Text for analysis:
····················

As part of the laying process a warehouse floor is normally traversed with a power floating machine used to produce a smooth, dense and level surface finish to in-situ concrete. A dry shake powder may then be applied to improve wearing, but it is very unlikely that there will be further finishes unless of course epoxy or polyurethane coatings are used. 

Essentially, a product that is designed for use as a screed, and which will normally have mechanical protection, is not likely to perform well in circumstances where it is used as a wearing finish in its own right. 

In relation to unbonded screeds, BS 8204-1 recommends that a screed should be no less than 50mm thick at any point except when laid on a bonding layer such an epoxy resin. Since it is rare to find a perfectly flat or uniform surface it is safer to assume a design thickness of 70mm or greater. In my example, the screed had been laid on a polythene separating layer so there was no question of it being bonded. 

The code goes on to emphasise the high risk of the screed curling with unbonded and floating levelling screeds, which can lead to steps at joints. Where curling cannot be tolerated, a concrete overslab designed as a new floor at least 100mm thick will need to be specified. 

One can appreciate the difficulty faced by the designer: the warehouse was linked to an adjoining building via openings in the party wall, and a ramp that could accommodate the 100mm change in level would have intruded significantly into the useable floor space.

····················

Records supplied:
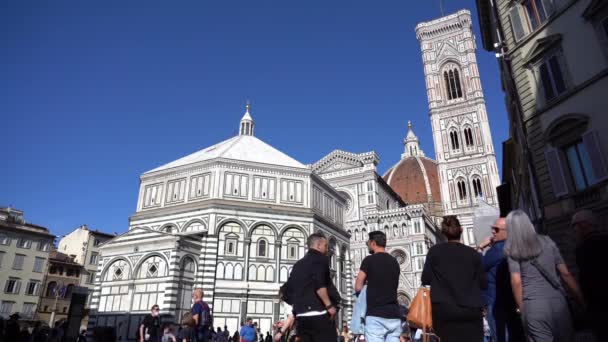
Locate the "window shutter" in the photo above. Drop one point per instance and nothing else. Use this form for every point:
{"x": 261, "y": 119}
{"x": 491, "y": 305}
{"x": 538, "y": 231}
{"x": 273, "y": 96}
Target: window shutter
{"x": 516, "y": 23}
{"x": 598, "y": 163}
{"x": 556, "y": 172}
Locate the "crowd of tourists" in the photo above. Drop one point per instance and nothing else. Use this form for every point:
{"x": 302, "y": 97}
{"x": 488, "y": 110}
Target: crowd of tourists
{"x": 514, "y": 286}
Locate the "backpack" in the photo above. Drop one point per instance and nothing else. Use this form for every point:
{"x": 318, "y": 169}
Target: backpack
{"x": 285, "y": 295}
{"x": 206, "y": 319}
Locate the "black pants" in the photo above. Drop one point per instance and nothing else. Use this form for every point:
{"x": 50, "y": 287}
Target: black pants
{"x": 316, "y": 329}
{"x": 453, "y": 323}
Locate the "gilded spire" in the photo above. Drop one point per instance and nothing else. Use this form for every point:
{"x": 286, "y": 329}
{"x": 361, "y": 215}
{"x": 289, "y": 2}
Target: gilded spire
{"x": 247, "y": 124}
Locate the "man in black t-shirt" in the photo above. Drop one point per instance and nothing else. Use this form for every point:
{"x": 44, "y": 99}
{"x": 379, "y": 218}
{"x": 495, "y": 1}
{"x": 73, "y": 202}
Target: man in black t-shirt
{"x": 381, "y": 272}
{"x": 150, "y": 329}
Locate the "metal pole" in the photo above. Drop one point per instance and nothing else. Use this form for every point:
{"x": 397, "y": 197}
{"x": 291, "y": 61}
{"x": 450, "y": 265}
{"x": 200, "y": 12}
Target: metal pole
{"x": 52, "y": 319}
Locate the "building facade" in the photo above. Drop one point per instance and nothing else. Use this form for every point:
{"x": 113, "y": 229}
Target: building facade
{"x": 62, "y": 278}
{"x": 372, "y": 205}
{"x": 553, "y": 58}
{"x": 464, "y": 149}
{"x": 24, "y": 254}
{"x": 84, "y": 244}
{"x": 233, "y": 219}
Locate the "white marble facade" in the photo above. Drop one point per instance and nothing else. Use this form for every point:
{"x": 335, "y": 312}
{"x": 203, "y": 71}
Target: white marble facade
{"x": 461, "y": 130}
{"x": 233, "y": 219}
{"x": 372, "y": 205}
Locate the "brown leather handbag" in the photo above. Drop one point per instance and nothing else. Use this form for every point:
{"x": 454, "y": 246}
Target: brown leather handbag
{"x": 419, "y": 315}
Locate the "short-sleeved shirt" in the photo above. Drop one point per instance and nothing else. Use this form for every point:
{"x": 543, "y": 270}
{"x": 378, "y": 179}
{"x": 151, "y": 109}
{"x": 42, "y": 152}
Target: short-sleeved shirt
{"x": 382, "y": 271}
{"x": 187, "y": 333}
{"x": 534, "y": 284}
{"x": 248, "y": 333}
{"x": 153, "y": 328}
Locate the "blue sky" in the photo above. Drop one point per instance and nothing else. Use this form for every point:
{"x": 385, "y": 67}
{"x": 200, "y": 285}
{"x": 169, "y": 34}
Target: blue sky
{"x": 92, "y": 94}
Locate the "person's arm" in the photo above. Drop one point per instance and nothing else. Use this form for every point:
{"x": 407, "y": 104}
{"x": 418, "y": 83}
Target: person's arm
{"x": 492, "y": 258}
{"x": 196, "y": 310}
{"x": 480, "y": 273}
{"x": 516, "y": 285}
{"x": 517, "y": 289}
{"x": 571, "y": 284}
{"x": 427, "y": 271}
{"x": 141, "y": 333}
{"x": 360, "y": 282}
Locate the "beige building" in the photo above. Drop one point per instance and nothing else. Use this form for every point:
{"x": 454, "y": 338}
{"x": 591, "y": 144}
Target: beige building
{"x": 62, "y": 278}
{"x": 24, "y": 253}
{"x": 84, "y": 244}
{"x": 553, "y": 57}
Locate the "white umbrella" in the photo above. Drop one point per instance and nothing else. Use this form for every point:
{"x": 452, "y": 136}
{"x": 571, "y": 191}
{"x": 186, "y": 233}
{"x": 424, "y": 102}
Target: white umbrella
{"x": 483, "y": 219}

····················

Problem requirements: Reproduce word for word part of the text on warehouse floor screeds, starting at the words "Essentially, a product" and ending after the words "its own right.". None of the items is needed here.

Your response:
Essentially, a product that is designed for use as a screed, and which will normally have mechanical protection, is not likely to perform well in circumstances where it is used as a wearing finish in its own right.